[Data records]
******************************
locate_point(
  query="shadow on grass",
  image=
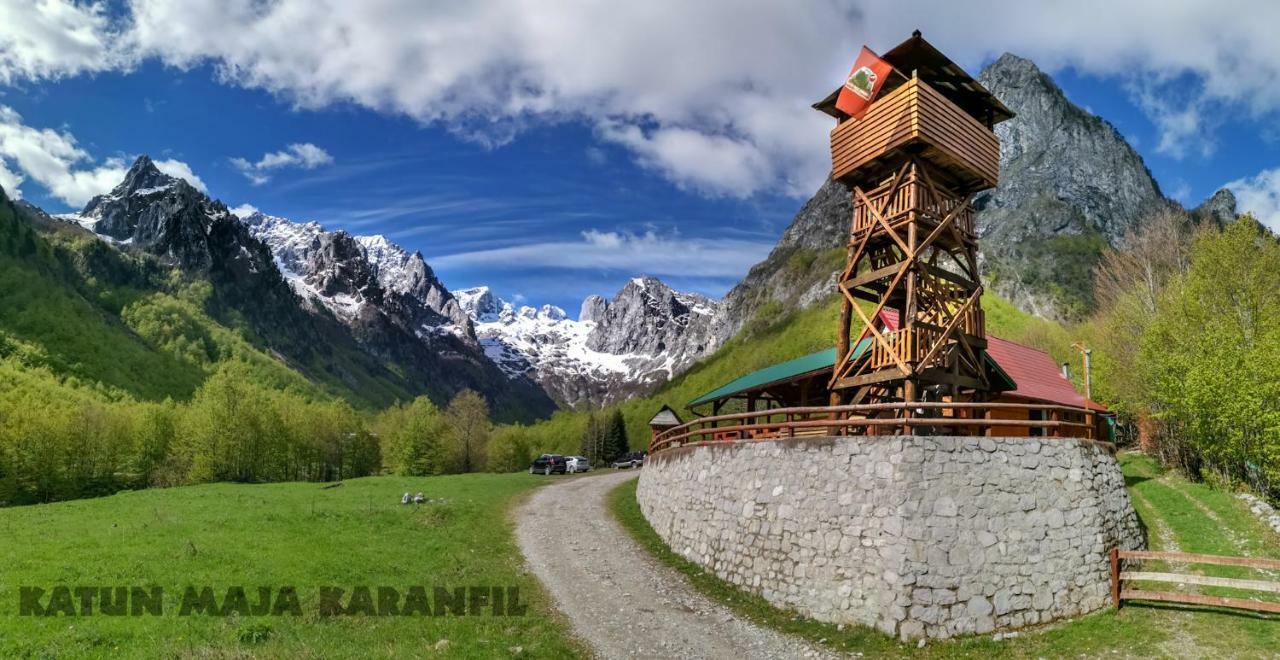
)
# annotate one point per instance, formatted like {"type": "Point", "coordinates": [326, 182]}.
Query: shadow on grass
{"type": "Point", "coordinates": [1133, 480]}
{"type": "Point", "coordinates": [1201, 609]}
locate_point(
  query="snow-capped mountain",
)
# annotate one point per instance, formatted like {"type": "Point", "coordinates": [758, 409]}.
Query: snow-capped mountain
{"type": "Point", "coordinates": [613, 349]}
{"type": "Point", "coordinates": [344, 274]}
{"type": "Point", "coordinates": [342, 310]}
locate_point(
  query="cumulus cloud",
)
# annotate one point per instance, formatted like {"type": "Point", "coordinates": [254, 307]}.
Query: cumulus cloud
{"type": "Point", "coordinates": [712, 95]}
{"type": "Point", "coordinates": [50, 39]}
{"type": "Point", "coordinates": [54, 160]}
{"type": "Point", "coordinates": [1260, 195]}
{"type": "Point", "coordinates": [662, 255]}
{"type": "Point", "coordinates": [305, 155]}
{"type": "Point", "coordinates": [245, 210]}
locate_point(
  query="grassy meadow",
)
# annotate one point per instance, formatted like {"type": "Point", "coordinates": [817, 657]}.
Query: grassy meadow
{"type": "Point", "coordinates": [1179, 516]}
{"type": "Point", "coordinates": [301, 535]}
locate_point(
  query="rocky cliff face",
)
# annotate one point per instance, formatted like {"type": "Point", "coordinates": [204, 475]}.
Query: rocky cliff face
{"type": "Point", "coordinates": [357, 275]}
{"type": "Point", "coordinates": [641, 338]}
{"type": "Point", "coordinates": [801, 267]}
{"type": "Point", "coordinates": [1219, 209]}
{"type": "Point", "coordinates": [1069, 187]}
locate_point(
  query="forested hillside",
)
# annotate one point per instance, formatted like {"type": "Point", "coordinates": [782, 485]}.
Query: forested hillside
{"type": "Point", "coordinates": [119, 371]}
{"type": "Point", "coordinates": [1187, 342]}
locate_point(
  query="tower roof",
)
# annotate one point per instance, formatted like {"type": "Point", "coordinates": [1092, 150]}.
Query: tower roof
{"type": "Point", "coordinates": [931, 65]}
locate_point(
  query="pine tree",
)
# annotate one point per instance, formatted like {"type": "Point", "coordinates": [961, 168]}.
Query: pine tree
{"type": "Point", "coordinates": [615, 438]}
{"type": "Point", "coordinates": [593, 440]}
{"type": "Point", "coordinates": [467, 421]}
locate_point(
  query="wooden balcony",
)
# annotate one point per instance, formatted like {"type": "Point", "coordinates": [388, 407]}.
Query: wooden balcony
{"type": "Point", "coordinates": [913, 344]}
{"type": "Point", "coordinates": [915, 119]}
{"type": "Point", "coordinates": [912, 201]}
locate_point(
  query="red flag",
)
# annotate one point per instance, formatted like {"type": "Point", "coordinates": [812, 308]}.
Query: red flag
{"type": "Point", "coordinates": [863, 83]}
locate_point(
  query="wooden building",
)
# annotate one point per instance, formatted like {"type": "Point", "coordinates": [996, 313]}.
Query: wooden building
{"type": "Point", "coordinates": [1019, 375]}
{"type": "Point", "coordinates": [913, 163]}
{"type": "Point", "coordinates": [912, 354]}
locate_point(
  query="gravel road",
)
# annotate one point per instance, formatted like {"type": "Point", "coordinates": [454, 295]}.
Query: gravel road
{"type": "Point", "coordinates": [618, 599]}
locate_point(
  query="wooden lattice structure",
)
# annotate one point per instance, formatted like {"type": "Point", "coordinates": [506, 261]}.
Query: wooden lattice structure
{"type": "Point", "coordinates": [913, 164]}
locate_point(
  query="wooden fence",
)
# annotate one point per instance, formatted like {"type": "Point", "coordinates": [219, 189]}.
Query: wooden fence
{"type": "Point", "coordinates": [1120, 592]}
{"type": "Point", "coordinates": [920, 417]}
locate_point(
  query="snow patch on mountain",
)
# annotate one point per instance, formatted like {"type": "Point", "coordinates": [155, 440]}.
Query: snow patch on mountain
{"type": "Point", "coordinates": [613, 349]}
{"type": "Point", "coordinates": [344, 274]}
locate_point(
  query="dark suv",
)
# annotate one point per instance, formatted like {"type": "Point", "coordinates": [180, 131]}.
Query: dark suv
{"type": "Point", "coordinates": [548, 464]}
{"type": "Point", "coordinates": [629, 461]}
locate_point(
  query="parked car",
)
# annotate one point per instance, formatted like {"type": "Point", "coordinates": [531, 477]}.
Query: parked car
{"type": "Point", "coordinates": [549, 464]}
{"type": "Point", "coordinates": [629, 461]}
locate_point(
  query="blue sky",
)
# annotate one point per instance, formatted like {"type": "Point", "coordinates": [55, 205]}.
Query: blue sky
{"type": "Point", "coordinates": [562, 150]}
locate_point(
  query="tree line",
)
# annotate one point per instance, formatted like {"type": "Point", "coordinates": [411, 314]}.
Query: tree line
{"type": "Point", "coordinates": [1187, 347]}
{"type": "Point", "coordinates": [63, 439]}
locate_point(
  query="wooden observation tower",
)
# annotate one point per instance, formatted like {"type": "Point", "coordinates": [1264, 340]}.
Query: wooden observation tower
{"type": "Point", "coordinates": [914, 160]}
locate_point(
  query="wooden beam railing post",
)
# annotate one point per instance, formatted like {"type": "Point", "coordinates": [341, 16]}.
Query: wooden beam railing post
{"type": "Point", "coordinates": [1115, 577]}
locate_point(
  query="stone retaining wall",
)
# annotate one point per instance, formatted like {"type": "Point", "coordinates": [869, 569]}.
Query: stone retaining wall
{"type": "Point", "coordinates": [917, 536]}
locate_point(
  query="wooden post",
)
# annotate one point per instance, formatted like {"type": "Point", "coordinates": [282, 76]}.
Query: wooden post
{"type": "Point", "coordinates": [1115, 577]}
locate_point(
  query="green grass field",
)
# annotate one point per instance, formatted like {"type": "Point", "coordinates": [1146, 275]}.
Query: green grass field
{"type": "Point", "coordinates": [307, 536]}
{"type": "Point", "coordinates": [1178, 516]}
{"type": "Point", "coordinates": [298, 535]}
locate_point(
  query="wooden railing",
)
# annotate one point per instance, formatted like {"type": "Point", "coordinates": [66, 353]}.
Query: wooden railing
{"type": "Point", "coordinates": [1121, 592]}
{"type": "Point", "coordinates": [915, 113]}
{"type": "Point", "coordinates": [912, 198]}
{"type": "Point", "coordinates": [876, 418]}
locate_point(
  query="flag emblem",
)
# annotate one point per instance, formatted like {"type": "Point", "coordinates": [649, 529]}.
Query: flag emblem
{"type": "Point", "coordinates": [862, 82]}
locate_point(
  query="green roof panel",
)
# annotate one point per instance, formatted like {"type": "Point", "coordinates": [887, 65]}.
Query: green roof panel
{"type": "Point", "coordinates": [819, 361]}
{"type": "Point", "coordinates": [822, 360]}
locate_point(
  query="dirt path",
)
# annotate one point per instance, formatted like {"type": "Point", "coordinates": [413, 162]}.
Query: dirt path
{"type": "Point", "coordinates": [620, 599]}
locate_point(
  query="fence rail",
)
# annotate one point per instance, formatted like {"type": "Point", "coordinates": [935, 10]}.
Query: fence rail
{"type": "Point", "coordinates": [929, 418]}
{"type": "Point", "coordinates": [1120, 592]}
******************************
Reproduce the data above verbatim, minus any images.

locate_point(
  query="shadow on grass",
  image=
)
# annotate one point per instance, formatted like {"type": "Point", "coordinates": [326, 182]}.
Query: shadow on grass
{"type": "Point", "coordinates": [1133, 480]}
{"type": "Point", "coordinates": [1201, 609]}
locate_point(
  query="snow-capped mountain",
)
# annotate one point per instance, formatted like {"type": "Point", "coordinates": [758, 409]}.
Query: snow-capped mountain
{"type": "Point", "coordinates": [613, 349]}
{"type": "Point", "coordinates": [344, 274]}
{"type": "Point", "coordinates": [342, 310]}
locate_point(
  query="cumulus cloud",
)
# annotate one point per instance, formatted like {"type": "Point", "coordinates": [254, 307]}.
Query: cumulus cloud
{"type": "Point", "coordinates": [712, 95]}
{"type": "Point", "coordinates": [50, 39]}
{"type": "Point", "coordinates": [54, 160]}
{"type": "Point", "coordinates": [1260, 195]}
{"type": "Point", "coordinates": [662, 255]}
{"type": "Point", "coordinates": [305, 155]}
{"type": "Point", "coordinates": [245, 210]}
locate_point(
  query="grassy meadow",
)
# annotate one point per instance, formatted like {"type": "Point", "coordinates": [817, 657]}.
Query: grassy meadow
{"type": "Point", "coordinates": [1179, 516]}
{"type": "Point", "coordinates": [301, 535]}
locate_point(
  query="rocky cliff face",
)
# annotate one point per instance, formatted like {"type": "Point", "coordinates": [204, 475]}.
Query: rocky cliff face
{"type": "Point", "coordinates": [357, 275]}
{"type": "Point", "coordinates": [641, 338]}
{"type": "Point", "coordinates": [801, 267]}
{"type": "Point", "coordinates": [1219, 209]}
{"type": "Point", "coordinates": [1069, 187]}
locate_point(
  query="forested hillside",
)
# annotate one point per instance, formatted like {"type": "Point", "coordinates": [782, 485]}.
Query: forested hillside
{"type": "Point", "coordinates": [119, 371]}
{"type": "Point", "coordinates": [1187, 342]}
locate_point(
  query="tower roof",
)
# annotate one point per instance, formatted like {"type": "Point", "coordinates": [1092, 150]}.
Query: tower roof
{"type": "Point", "coordinates": [931, 65]}
locate_point(
  query="pine tree",
)
# annotate one point per instance, formatted like {"type": "Point", "coordinates": [961, 168]}.
Query: pine tree
{"type": "Point", "coordinates": [615, 438]}
{"type": "Point", "coordinates": [593, 440]}
{"type": "Point", "coordinates": [467, 421]}
locate_point(
  query="wooden balcony",
)
# annotate one point per instance, formatted like {"type": "Point", "coordinates": [388, 407]}.
Query: wooden balcony
{"type": "Point", "coordinates": [913, 344]}
{"type": "Point", "coordinates": [915, 119]}
{"type": "Point", "coordinates": [912, 201]}
locate_point(
  query="red flag",
)
# annotate one point per instance, formatted like {"type": "Point", "coordinates": [812, 308]}.
Query: red flag
{"type": "Point", "coordinates": [863, 83]}
locate_point(
  query="wooden building",
)
# annotate one point per instance, formatted like {"type": "Point", "coordinates": [996, 313]}.
Query: wooden building
{"type": "Point", "coordinates": [1019, 375]}
{"type": "Point", "coordinates": [913, 163]}
{"type": "Point", "coordinates": [912, 354]}
locate_point(
  query="gravel road",
)
# annotate one point per instance, formatted like {"type": "Point", "coordinates": [454, 295]}.
Query: gravel road
{"type": "Point", "coordinates": [618, 599]}
locate_point(
  query="wooden lattice structure",
)
# annotate one point per instance, formatted like {"type": "Point", "coordinates": [506, 261]}.
Query: wooden lattice structure
{"type": "Point", "coordinates": [913, 164]}
locate_point(
  query="wooden fence",
)
# annotate one point per instance, formatted like {"type": "Point", "coordinates": [219, 189]}.
Query: wooden fence
{"type": "Point", "coordinates": [1120, 592]}
{"type": "Point", "coordinates": [920, 417]}
locate_point(
  query="snow patch on mountain",
)
# annotate one point per instance, formatted like {"type": "Point", "coordinates": [155, 440]}.
Query: snow patch on mountain
{"type": "Point", "coordinates": [613, 349]}
{"type": "Point", "coordinates": [344, 274]}
locate_point(
  query="dark suv",
)
# annotate one point per instance, formatted like {"type": "Point", "coordinates": [180, 131]}.
Query: dark suv
{"type": "Point", "coordinates": [548, 464]}
{"type": "Point", "coordinates": [629, 461]}
locate_point(
  query="parked car",
)
# annotate one point per instance, formatted like {"type": "Point", "coordinates": [531, 477]}.
Query: parked car
{"type": "Point", "coordinates": [549, 464]}
{"type": "Point", "coordinates": [629, 461]}
locate_point(
  query="blue sky",
)
# annotate one point per instance, formatted like {"type": "Point", "coordinates": [55, 205]}.
Query: blue sky
{"type": "Point", "coordinates": [562, 150]}
locate_point(
  query="tree line",
)
# annotate one point per instance, formatted like {"type": "Point", "coordinates": [411, 314]}.
Query: tree line
{"type": "Point", "coordinates": [1187, 347]}
{"type": "Point", "coordinates": [63, 439]}
locate_point(
  query="wooden observation tower",
)
# annotate one point per instance, formatted like {"type": "Point", "coordinates": [1264, 340]}.
Query: wooden observation tower
{"type": "Point", "coordinates": [914, 160]}
locate_point(
  query="wooden beam railing post",
)
# annotate one point per instance, formatted like {"type": "Point", "coordinates": [341, 16]}.
Query: wooden beam railing post
{"type": "Point", "coordinates": [1115, 577]}
locate_point(
  query="stone retaining wall",
)
# annotate one point per instance, formatted like {"type": "Point", "coordinates": [869, 569]}.
Query: stone retaining wall
{"type": "Point", "coordinates": [917, 536]}
locate_point(
  query="wooden post",
)
# annotate one point per instance, formatted like {"type": "Point", "coordinates": [282, 76]}.
Query: wooden post
{"type": "Point", "coordinates": [1115, 577]}
locate_point(
  query="green grass field",
)
# annotate one point per instance, formatted like {"type": "Point", "coordinates": [1146, 275]}.
Query: green grass field
{"type": "Point", "coordinates": [307, 536]}
{"type": "Point", "coordinates": [1178, 516]}
{"type": "Point", "coordinates": [298, 535]}
locate_point(
  query="wooden railing",
)
# annotate one point per instance, formatted like {"type": "Point", "coordinates": [66, 353]}.
Query: wooden railing
{"type": "Point", "coordinates": [1121, 592]}
{"type": "Point", "coordinates": [915, 113]}
{"type": "Point", "coordinates": [912, 198]}
{"type": "Point", "coordinates": [876, 418]}
locate_point(
  query="flag emblem",
)
# annotate one point per instance, formatted like {"type": "Point", "coordinates": [649, 529]}.
Query: flag emblem
{"type": "Point", "coordinates": [862, 82]}
locate_point(
  query="green roof panel",
)
# annotate one point per instance, formatted like {"type": "Point", "coordinates": [887, 65]}.
Query: green roof panel
{"type": "Point", "coordinates": [819, 361]}
{"type": "Point", "coordinates": [822, 360]}
locate_point(
  query="dirt path",
)
# annotate one point per instance, formatted like {"type": "Point", "coordinates": [413, 162]}.
Query: dirt path
{"type": "Point", "coordinates": [620, 599]}
locate_point(
  query="fence rail",
)
# annotate one point per instance, formatted like {"type": "Point", "coordinates": [935, 10]}.
Query: fence rail
{"type": "Point", "coordinates": [929, 418]}
{"type": "Point", "coordinates": [1120, 592]}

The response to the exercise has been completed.